Exercise:
Continue the passage on Rite Aid's troubles and its new chief executive after its last sentence, not the data that follows it.

Excerpted passage:
While rivals like CVS and Walgreens are enjoying record profits, the nation's second largest drugstore chain is saddled with billions of dollars in debt and caught in the crosshairs of an SEC investigation into its questionable accounting practices. For months the bad news has been relentless: In mid-October the board forced out CEO Martin Grass and announced that pretax profits for the past three years would be revised downward by $500 million. Then just before Thanksgiving, the chain's longtime auditor, KPMG, bolted after refusing to re-examine its client's books. Says Edward Comeau, an analyst at Donaldson, Lufkin & Jenrette: "This was a house of cards that just collapsed."
Now it's Robert G. Miller's job to rebuild it. Named Rite Aid chairman and CEO last week, Miller, 55, comes from the No. 2 job at Kroger, the nation's grocery powerhouse. To heal the drugstore giant, he'll have to regain confidence on Main Street and Wall Street: Rite Aid has been the biggest loser in the S&P 500 this year, with an 80% drop in its shares since January.

Provided records:
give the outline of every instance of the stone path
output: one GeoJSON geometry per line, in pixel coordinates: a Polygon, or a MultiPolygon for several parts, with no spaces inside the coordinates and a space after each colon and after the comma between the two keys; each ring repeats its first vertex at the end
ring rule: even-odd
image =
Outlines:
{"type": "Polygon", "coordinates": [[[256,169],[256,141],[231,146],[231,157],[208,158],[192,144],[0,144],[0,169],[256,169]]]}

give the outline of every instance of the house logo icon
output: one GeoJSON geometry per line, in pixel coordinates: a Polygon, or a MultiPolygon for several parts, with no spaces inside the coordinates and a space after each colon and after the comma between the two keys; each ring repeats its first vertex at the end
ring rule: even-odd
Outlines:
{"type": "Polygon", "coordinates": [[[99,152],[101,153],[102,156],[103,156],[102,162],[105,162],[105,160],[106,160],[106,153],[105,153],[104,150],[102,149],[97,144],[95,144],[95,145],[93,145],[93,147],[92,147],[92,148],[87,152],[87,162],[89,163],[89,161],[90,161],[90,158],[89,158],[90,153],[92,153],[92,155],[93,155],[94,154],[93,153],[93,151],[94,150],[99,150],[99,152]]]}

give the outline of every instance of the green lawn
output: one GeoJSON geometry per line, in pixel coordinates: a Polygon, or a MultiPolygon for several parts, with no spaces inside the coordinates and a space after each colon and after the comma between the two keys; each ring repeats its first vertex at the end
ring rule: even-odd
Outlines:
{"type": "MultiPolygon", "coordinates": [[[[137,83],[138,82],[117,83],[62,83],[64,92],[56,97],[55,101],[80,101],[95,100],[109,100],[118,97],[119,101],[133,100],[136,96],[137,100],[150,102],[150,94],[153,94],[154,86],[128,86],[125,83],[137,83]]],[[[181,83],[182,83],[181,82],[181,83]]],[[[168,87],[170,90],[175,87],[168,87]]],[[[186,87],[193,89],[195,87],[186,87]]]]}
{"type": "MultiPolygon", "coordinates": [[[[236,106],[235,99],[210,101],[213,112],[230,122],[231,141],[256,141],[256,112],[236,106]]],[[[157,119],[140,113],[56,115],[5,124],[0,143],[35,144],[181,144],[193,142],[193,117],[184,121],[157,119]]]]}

Task response:
Miller, who transformed regional grocer Fred Meyer into a supermarket behemoth before it was sold to Kroger earlier this year, knows fixing Rite Aid will be an uphill battle, so he's bringing three top lieutenants to help him. "Bob really cares about the customer, and that wasn't always an attitude that pervaded Rite Aid," says Meredith Adler, analyst at Lehman Bros. "He's a talented manager and a real straight shooter."
Still, Miller inherits a case study in the perils of trying too hard to please today's growth-hungry stock market. As the drugstore industry has consolidated into a few dominant national chains, Martin Grass (son of Rite Aid founder Alex Grass) nearly doubled the number of outlets, buying independents and refashioning smaller locations into 10,000-sq.-ft. convenience stores. That kind of real estate doesn't come cheap. In 1996, Grass shelled out $1.4 billion for a thousand Thrifty PayLess drugstores on the West Coast. Then a year ago, he spent $1.5 billion on PCS Health Systems, a pharmacy-benefit manager that oversees employees' prescription coverage. Even Miller, whose retailing career began in high school as a bottle sorter for a California grocer, admits, "I wouldn't have been able to manage all that."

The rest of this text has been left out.